● **Requirements**:
**a.** List the potato varieties that the garden notes below say were planted in 2013.
**b.** Write out word for word the part of the garden notes below that runs from "Varieties we planted" to "how it goes.".

* Start Text shown *

Varieties we planted in 2013
Organic Red Thumb
Organic Daisy Gold
Organic Red Maria
Things we learned from last year
- Use good quality soil. I know, this is a no-brainer. But halfway through the season we didn’t have any extra soil on hand to fill the bins, but we did have bags of Sweet Peet that we thought would be good enough. However for some reason, when we started filling the bins with only the Sweet Peet, the tubers stopped forming. I’m still unsure of why this happened. It could be that the Sweet Peet wasn’t acidic enough for the potatoes. Or maybe it was because it got too hot last year. We never had this issue in previous years, so this year we are sticking to compost and we’ll see how it goes.

* End Text shown *
* Start Supplied material *

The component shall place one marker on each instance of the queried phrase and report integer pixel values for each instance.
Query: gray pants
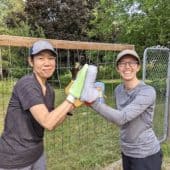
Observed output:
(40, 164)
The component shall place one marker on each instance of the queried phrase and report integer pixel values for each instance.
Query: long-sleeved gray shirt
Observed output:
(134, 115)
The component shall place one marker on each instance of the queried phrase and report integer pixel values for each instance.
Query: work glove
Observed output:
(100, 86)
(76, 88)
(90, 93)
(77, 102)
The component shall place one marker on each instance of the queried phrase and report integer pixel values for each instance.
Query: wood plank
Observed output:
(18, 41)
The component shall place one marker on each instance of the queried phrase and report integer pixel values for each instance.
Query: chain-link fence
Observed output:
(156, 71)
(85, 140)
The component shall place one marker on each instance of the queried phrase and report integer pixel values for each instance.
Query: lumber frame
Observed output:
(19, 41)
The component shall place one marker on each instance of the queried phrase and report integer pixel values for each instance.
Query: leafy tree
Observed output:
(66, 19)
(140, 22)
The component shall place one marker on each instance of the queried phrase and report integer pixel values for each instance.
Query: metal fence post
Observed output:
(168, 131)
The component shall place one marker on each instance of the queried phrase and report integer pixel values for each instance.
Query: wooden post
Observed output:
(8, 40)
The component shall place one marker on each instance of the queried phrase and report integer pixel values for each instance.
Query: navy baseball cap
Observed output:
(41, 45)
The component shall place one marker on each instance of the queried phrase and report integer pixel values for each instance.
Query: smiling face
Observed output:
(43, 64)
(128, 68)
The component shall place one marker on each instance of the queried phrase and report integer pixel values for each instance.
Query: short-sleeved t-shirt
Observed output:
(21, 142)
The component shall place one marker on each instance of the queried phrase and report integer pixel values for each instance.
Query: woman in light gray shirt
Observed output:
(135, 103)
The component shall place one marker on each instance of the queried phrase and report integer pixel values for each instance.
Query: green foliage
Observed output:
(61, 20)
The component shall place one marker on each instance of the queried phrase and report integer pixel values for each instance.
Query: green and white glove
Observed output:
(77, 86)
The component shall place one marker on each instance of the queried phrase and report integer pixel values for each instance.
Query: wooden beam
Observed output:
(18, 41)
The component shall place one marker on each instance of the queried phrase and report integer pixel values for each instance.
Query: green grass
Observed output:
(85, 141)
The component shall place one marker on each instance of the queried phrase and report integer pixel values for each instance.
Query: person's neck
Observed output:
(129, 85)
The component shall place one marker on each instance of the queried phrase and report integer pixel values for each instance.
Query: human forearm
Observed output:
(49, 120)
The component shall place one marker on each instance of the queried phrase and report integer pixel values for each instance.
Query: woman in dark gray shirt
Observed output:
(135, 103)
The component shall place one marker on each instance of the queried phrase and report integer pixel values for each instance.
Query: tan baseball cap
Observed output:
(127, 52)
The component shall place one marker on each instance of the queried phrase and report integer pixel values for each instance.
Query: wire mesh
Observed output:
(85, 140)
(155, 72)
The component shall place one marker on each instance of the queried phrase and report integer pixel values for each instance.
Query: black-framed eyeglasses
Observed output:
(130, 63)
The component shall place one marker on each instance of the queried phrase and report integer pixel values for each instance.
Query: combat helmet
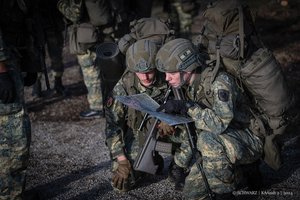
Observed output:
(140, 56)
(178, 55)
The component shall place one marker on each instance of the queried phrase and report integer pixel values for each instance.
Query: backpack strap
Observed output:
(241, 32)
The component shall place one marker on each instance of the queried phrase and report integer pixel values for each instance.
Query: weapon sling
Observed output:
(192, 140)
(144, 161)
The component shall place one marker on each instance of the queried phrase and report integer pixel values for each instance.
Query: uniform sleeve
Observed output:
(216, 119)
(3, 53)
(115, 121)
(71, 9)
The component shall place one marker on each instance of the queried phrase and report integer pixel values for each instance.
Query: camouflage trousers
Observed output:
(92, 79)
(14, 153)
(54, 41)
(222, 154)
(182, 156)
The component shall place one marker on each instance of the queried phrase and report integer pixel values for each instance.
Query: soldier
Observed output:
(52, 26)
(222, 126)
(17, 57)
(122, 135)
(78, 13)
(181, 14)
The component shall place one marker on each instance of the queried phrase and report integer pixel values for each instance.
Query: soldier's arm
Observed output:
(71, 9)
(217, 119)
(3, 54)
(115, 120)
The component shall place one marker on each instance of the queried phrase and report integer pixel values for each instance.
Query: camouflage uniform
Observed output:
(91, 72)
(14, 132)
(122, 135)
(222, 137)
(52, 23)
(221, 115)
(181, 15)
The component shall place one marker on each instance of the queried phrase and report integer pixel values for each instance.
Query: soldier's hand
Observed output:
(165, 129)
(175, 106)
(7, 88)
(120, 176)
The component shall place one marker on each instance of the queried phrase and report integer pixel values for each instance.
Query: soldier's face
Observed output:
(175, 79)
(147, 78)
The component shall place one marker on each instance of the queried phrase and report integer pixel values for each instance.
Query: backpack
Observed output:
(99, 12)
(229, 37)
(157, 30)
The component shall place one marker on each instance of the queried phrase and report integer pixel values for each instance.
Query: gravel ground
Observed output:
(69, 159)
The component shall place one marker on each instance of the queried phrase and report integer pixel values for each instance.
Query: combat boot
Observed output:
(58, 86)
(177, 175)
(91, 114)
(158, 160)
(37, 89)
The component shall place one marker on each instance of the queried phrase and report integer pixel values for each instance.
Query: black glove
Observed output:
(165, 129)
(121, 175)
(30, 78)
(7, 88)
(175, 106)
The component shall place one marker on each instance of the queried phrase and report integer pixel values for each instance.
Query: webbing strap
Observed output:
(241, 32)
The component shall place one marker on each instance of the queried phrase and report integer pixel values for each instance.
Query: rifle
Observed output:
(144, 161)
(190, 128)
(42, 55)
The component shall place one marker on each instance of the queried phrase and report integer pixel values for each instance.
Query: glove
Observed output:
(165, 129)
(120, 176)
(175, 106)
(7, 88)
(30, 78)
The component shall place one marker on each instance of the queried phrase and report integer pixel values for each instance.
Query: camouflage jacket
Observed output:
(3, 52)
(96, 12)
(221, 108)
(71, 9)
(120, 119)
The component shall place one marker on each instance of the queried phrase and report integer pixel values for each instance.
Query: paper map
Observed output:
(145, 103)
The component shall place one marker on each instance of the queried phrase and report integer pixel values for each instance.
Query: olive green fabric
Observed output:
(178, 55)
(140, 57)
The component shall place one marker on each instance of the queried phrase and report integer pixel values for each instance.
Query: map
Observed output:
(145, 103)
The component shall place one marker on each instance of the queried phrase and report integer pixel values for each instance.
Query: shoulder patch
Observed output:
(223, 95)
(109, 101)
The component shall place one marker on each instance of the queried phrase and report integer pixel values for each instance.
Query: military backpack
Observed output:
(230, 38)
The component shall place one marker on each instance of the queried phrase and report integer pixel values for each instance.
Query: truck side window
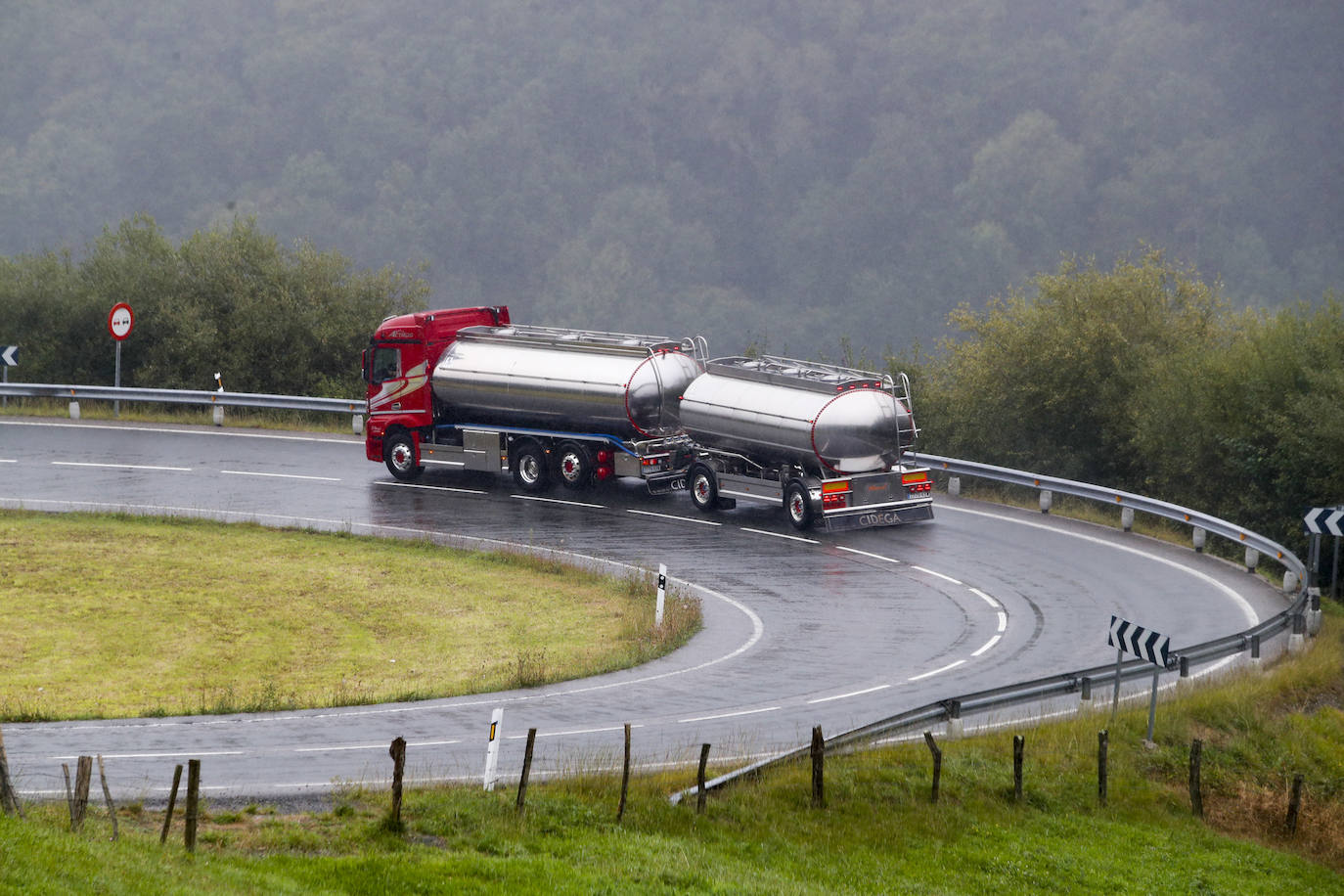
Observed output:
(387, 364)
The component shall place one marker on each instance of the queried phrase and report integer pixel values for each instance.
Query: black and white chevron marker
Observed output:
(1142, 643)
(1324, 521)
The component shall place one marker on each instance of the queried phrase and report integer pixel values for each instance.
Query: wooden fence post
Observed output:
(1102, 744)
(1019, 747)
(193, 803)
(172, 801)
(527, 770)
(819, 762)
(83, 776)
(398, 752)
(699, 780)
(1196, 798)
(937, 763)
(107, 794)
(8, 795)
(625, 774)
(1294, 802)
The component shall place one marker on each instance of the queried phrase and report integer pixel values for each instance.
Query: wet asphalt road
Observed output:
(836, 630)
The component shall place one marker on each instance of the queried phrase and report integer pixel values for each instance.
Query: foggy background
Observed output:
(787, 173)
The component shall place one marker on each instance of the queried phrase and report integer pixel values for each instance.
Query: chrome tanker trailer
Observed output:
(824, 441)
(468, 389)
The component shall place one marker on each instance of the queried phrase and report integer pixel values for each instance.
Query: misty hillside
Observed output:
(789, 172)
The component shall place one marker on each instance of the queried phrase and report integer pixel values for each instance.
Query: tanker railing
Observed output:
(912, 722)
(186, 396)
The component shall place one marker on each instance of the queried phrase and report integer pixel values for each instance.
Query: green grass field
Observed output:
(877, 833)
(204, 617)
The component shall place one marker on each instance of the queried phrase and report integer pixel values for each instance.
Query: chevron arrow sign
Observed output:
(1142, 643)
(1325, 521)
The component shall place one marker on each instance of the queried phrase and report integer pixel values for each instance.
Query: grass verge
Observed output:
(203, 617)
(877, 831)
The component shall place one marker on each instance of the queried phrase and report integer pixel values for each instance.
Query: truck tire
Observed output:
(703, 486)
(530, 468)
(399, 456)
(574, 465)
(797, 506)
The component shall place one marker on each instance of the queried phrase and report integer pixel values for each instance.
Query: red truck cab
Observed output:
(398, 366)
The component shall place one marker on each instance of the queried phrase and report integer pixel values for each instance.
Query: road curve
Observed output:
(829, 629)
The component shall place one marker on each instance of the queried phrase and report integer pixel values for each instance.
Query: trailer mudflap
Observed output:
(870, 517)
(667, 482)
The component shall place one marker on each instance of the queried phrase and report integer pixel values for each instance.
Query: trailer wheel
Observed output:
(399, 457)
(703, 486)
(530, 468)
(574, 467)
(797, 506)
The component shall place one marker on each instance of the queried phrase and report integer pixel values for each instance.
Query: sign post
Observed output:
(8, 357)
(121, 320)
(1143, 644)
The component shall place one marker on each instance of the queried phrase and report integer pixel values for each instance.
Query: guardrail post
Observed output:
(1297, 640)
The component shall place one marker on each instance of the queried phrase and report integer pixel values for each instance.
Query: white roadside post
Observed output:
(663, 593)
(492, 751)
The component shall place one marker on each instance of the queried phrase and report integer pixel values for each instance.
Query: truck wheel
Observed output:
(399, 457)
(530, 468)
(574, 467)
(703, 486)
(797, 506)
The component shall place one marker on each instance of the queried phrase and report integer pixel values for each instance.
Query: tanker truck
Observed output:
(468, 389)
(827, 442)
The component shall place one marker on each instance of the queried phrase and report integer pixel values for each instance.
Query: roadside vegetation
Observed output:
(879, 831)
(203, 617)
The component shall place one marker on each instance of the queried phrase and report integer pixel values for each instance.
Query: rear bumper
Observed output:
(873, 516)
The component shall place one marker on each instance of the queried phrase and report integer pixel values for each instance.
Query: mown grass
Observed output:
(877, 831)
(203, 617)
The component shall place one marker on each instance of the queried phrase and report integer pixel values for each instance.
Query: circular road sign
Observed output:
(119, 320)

* End Supplied material *

● **The answers**:
**a.**
Organic Red Thumb
Organic Daisy Gold
Organic Red Maria

**b.**
Varieties we planted in 2013
Organic Red Thumb
Organic Daisy Gold
Organic Red Maria
Things we learned from last year
- Use good quality soil. I know, this is a no-brainer. But halfway through the season we didn’t have any extra soil on hand to fill the bins, but we did have bags of Sweet Peet that we thought would be good enough. However for some reason, when we started filling the bins with only the Sweet Peet, the tubers stopped forming. I’m still unsure of why this happened. It could be that the Sweet Peet wasn’t acidic enough for the potatoes. Or maybe it was because it got too hot last year. We never had this issue in previous years, so this year we are sticking to compost and we’ll see how it goes.